- _THE TASK_
Copy out each line of the material below with no changes.

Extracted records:

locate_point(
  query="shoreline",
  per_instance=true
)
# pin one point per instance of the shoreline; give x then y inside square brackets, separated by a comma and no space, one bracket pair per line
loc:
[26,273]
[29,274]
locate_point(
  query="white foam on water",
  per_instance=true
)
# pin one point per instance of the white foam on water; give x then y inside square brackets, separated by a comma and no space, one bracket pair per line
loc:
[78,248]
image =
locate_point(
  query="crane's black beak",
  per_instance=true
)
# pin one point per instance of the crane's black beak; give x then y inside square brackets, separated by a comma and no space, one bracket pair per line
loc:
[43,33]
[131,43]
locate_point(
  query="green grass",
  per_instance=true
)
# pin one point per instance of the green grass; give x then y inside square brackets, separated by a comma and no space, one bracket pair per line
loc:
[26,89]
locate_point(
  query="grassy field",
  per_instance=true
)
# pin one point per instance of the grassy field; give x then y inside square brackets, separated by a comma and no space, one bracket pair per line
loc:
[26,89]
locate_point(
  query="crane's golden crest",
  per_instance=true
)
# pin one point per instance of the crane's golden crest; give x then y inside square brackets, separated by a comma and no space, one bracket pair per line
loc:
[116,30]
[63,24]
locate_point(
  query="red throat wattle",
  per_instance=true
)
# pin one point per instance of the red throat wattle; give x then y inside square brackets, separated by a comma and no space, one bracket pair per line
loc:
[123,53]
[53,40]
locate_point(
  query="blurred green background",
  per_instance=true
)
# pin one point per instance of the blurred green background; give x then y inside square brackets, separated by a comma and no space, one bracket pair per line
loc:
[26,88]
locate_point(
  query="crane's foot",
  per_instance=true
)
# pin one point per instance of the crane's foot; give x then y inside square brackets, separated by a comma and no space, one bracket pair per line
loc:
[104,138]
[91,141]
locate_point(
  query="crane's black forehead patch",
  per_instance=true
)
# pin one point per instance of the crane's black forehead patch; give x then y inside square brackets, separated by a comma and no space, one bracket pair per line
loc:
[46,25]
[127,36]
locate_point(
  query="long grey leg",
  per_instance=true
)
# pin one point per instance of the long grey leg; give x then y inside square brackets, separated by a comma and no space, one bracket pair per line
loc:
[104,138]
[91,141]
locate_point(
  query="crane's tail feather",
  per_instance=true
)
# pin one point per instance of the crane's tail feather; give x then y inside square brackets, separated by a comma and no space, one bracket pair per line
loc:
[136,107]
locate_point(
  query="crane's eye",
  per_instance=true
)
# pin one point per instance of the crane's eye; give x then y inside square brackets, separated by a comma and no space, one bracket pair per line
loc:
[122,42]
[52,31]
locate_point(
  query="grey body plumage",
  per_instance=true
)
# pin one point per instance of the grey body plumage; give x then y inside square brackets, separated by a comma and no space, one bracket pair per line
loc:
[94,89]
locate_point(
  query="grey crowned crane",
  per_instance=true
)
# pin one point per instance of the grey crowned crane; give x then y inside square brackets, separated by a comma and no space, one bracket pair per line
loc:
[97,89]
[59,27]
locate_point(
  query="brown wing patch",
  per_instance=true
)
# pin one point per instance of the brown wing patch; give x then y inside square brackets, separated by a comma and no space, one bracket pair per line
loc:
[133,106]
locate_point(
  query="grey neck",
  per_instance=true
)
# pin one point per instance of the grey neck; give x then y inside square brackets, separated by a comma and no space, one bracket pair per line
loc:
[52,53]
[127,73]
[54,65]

- _WRITTEN SOLUTION_
locate_point(
  query="shoreline",
  per_instance=true
)
# pin one point per instance of the shoreline; give x then y inside square brackets, separated by a comma and no space, one bracket pair per line
loc:
[26,273]
[29,274]
locate_point(
  query="white foam on water",
  per_instance=true
)
# pin one point per instance of the white foam on water; give x then y inside square brackets, separated by a comma and no space, one bracket pair per line
loc:
[78,248]
image =
locate_point(
  query="crane's black beak",
  per_instance=true
)
# pin one point per instance of the crane's black beak; give x then y inside square brackets, separated by a comma and no space, one bracket pair per line
loc:
[43,33]
[131,43]
locate_point(
  query="green grass",
  per_instance=true
)
# pin one point per instance of the green grass; give x then y inside square brackets, separated by a comma and no space, one bracket pair per line
loc:
[26,89]
locate_point(
  query="grassy field",
  per_instance=true
)
# pin one point per instance of the grassy field; give x then y inside square brackets, separated by a comma and no space, one bracket pair per line
loc:
[26,89]
locate_point(
  query="crane's golden crest",
  per_instance=true
)
# pin one point per instance of the crane's golden crest; give x then y inside square brackets, separated by a comma and no space, one bracket pair per line
loc:
[116,30]
[63,24]
locate_point(
  query="red throat wattle",
  per_instance=true
)
# pin one point per instance of the red throat wattle; give x then y inside square brackets, separated by a comma and no space, one bracket pair per line
loc:
[123,53]
[53,40]
locate_point(
  query="blurred green background",
  per_instance=true
)
# pin one point per instance of the blurred green background; give x then y inside square brackets, separated by a comma and no space, one bracket pair per line
loc:
[26,88]
locate_point(
  query="crane's foot",
  per_instance=true
)
# pin one point per instance of the crane's foot; give x then y inside square brackets, separated by a comma and no space, one bracket pair per line
loc:
[104,138]
[91,141]
locate_point(
  query="crane's black forehead patch",
  per_instance=true
)
# pin one point per instance of the crane's black forehead patch; give x then y inside square brackets, separated by a comma and no space, one bracket pair per line
loc:
[46,25]
[127,36]
locate_point(
  query="long grey leg",
  per_instance=true
)
# pin one point per instance of the long grey leg; give x then y inside square brackets, separated by a comma and no space, one bracket pair per line
loc:
[104,138]
[91,141]
locate_point(
  query="crane's tail feather",
  per_instance=true
)
# pin one point per instance of the crane's tail feather; give x then y inside square brackets, separated by a comma and no space, one bracket pair per line
loc:
[136,107]
locate_point(
  query="crane's eye",
  per_instance=true
)
# pin one point per instance of the crane's eye; give x then y inside square brackets, separated by a comma and no space, one bracket pair per line
loc:
[122,42]
[52,31]
locate_point(
  query="grey body plumage",
  per_instance=true
)
# pin one point per instance of the grey body plumage; give x then y inside square brackets, separated by a comma and no space, one bracket pair per line
loc:
[94,89]
locate_point(
  query="grey crowned crane",
  per_instance=true
)
# pin one point per instance of the grey crowned crane; give x then y inside square brackets, separated by a comma and no space, one bracket pair per line
loc:
[97,89]
[59,27]
locate_point(
  query="brown wing patch",
  per_instance=true
)
# pin one point per instance of the brown wing patch; give x then y inside square brackets, separated by a comma and no space, one bracket pair per line
loc:
[133,106]
locate_point(
  query="grey neck",
  per_instance=true
)
# pin one point per instance of the grey neck; give x then y inside square brackets, separated by a comma and no space, one bracket pair per line
loc:
[52,53]
[127,73]
[54,65]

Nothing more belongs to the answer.